=== READING PASSAGE ===
------------------------
I removed the factory mounting rail from a pre-CTR T3, and it turned into a bit more of a project than I anticipated. In addition to the screws, the rail was glued on, plus there were small studs from the receiver into the rail that I wasn’t able to remove and ended up cutting off with a Dremel wheel. A replacement rail might also require removing the studs unless the rail is specifically designed for the Tikka (and assuming the CTR has the studs as well).

I have a couple/three Spuhr mounts with 6 mils (~20.6 MOA) of elevation. I like Spuhr mounts in general, and the elevation can be had without changing the rail on the rifle. They’re not the only option for that; I believe plus elevation rings may be available from some manufacturers. As I say, though, I like Spuhr mounts and don’t bother looking further when I need a new mount.
------------------------
(Items from an annotation dataset)
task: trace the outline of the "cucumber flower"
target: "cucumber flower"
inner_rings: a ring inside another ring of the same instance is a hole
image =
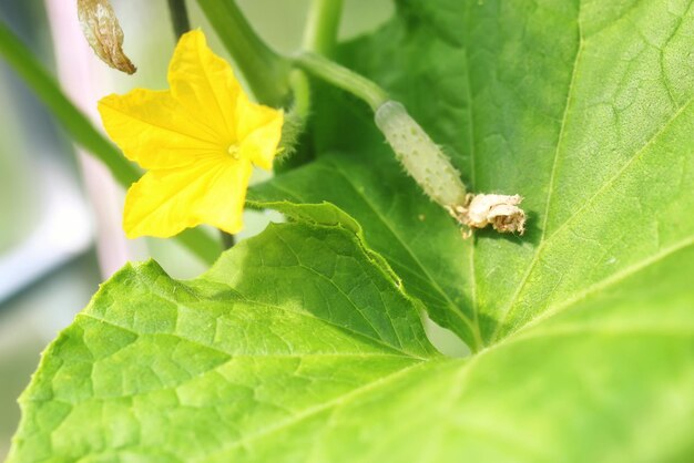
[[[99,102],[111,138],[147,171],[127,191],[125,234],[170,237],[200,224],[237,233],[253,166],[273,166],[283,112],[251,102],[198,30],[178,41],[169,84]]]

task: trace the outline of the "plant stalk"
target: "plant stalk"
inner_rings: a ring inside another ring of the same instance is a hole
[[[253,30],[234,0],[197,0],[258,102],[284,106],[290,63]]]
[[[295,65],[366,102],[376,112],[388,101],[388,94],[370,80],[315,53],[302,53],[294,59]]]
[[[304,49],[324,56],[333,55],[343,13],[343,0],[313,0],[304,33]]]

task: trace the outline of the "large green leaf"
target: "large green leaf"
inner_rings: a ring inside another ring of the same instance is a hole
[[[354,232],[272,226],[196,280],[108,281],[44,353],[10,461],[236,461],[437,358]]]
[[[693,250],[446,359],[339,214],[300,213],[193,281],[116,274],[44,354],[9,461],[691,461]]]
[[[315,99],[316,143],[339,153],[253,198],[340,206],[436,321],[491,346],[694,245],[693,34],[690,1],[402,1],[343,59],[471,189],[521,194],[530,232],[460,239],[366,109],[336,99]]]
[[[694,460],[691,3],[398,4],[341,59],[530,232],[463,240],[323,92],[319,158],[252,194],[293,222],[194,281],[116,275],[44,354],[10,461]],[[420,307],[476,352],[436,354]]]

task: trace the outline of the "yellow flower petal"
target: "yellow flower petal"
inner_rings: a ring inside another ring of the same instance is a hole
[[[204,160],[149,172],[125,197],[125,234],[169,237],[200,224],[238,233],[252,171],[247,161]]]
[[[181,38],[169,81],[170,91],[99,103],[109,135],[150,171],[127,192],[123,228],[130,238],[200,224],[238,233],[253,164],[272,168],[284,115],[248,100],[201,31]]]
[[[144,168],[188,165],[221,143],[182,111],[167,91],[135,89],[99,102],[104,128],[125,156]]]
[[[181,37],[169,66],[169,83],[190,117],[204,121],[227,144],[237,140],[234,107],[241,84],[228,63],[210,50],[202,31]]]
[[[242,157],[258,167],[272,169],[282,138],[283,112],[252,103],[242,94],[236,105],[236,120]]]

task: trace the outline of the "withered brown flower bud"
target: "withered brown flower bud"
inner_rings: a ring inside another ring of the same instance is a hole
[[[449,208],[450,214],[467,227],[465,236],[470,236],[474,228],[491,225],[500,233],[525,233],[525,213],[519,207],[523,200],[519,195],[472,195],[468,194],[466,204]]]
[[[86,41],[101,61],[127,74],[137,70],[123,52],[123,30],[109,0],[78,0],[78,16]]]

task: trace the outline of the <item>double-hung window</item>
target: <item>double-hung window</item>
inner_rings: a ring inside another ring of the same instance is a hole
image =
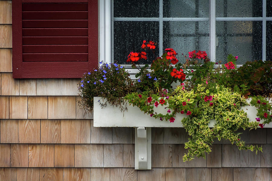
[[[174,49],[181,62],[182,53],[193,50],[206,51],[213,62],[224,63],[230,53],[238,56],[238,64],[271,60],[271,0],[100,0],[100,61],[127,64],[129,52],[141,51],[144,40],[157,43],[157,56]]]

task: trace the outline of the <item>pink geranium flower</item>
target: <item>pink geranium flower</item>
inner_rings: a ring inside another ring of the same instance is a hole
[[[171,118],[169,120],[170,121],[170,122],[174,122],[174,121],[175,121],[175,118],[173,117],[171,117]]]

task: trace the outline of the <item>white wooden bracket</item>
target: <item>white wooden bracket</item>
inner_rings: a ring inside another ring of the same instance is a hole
------------------------
=== EXERCISE DESCRIPTION ===
From the post about the Tikka mounting rail, write out the passage from "I have a couple/three" to "a new mount." word for word.

=== WORKED SOLUTION ===
I have a couple/three Spuhr mounts with 6 mils (~20.6 MOA) of elevation. I like Spuhr mounts in general, and the elevation can be had without changing the rail on the rifle. They’re not the only option for that; I believe plus elevation rings may be available from some manufacturers. As I say, though, I like Spuhr mounts and don’t bother looking further when I need a new mount.